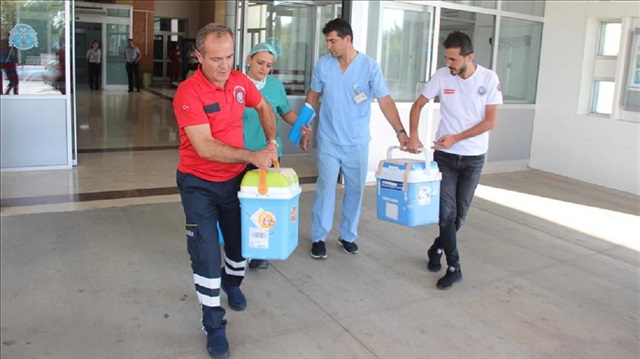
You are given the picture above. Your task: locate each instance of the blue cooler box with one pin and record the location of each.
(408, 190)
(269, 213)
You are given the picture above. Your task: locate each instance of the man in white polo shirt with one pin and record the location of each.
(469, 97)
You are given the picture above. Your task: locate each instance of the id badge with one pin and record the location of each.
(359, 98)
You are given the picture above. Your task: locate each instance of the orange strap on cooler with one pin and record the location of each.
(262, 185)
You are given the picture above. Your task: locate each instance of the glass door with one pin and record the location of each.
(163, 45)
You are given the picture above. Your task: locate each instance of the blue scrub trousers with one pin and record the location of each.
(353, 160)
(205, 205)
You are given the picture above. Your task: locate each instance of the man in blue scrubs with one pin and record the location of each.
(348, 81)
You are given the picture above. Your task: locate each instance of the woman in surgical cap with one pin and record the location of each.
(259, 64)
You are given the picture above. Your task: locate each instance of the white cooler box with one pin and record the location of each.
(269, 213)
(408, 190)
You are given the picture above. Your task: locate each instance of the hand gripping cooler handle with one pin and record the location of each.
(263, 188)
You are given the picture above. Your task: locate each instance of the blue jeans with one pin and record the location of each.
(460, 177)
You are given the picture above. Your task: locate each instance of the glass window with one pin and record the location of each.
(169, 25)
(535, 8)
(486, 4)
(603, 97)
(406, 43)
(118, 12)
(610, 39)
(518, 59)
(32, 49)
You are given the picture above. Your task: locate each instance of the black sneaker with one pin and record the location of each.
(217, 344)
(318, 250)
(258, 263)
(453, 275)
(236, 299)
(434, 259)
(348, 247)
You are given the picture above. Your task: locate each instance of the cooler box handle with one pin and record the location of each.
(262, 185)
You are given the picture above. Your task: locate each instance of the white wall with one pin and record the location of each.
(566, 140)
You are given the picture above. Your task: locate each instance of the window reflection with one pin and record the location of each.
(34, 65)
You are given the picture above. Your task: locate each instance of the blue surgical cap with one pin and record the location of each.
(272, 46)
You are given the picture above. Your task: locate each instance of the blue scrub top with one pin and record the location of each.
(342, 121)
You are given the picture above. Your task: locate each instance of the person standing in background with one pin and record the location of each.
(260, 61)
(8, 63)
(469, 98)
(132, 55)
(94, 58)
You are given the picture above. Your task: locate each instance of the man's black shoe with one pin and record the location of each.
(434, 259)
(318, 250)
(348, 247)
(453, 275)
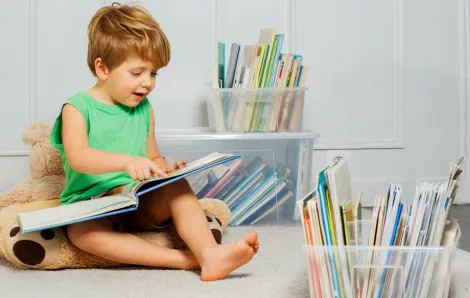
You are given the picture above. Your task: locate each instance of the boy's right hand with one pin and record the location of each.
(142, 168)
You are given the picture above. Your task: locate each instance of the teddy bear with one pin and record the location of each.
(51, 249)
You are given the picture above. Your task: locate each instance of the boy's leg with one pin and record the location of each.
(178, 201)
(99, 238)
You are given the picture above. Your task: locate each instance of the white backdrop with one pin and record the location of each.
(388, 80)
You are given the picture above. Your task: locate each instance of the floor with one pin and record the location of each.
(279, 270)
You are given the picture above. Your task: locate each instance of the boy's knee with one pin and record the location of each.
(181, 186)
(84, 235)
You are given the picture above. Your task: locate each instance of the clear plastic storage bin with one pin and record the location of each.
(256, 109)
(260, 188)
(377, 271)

=-=-=

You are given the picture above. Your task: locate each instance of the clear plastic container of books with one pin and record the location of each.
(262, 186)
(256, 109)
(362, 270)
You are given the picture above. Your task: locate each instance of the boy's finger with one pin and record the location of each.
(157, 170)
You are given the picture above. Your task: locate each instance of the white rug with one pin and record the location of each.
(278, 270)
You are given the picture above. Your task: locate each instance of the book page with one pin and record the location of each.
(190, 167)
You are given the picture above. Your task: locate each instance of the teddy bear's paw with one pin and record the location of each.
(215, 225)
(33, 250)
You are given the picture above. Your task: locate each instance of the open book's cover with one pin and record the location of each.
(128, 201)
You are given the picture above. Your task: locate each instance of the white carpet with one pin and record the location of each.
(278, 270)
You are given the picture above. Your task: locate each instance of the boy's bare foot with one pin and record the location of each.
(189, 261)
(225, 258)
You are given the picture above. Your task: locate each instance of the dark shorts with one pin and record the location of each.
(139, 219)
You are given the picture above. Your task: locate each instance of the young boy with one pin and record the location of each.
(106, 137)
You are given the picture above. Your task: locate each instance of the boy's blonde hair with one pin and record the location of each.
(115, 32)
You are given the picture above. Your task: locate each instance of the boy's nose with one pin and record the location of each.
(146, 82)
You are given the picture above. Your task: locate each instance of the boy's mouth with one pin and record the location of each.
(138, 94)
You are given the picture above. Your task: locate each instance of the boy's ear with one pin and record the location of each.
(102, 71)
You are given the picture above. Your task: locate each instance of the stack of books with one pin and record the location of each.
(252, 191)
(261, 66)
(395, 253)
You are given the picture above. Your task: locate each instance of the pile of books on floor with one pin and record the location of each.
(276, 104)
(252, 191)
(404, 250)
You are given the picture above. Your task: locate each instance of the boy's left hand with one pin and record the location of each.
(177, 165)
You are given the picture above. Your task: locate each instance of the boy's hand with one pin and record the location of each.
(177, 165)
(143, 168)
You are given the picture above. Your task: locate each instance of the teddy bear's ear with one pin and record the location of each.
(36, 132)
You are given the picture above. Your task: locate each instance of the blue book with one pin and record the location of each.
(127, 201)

=-=-=

## [YOUR GOAL]
Please show every line above that contains the word "bear", copying each such line in full. Case counts.

## [CORRECT ANSWER]
You are given the picture above. Your task: locate each instance of the teddy bear with one pin and record the location of each.
You are given the picture above. Your task: locate each instance of the teddy bear's paw with one pin and record the location of each.
You are given the picture above. Your task: locate each instance of the teddy bear's ear with one pin and record the location of each.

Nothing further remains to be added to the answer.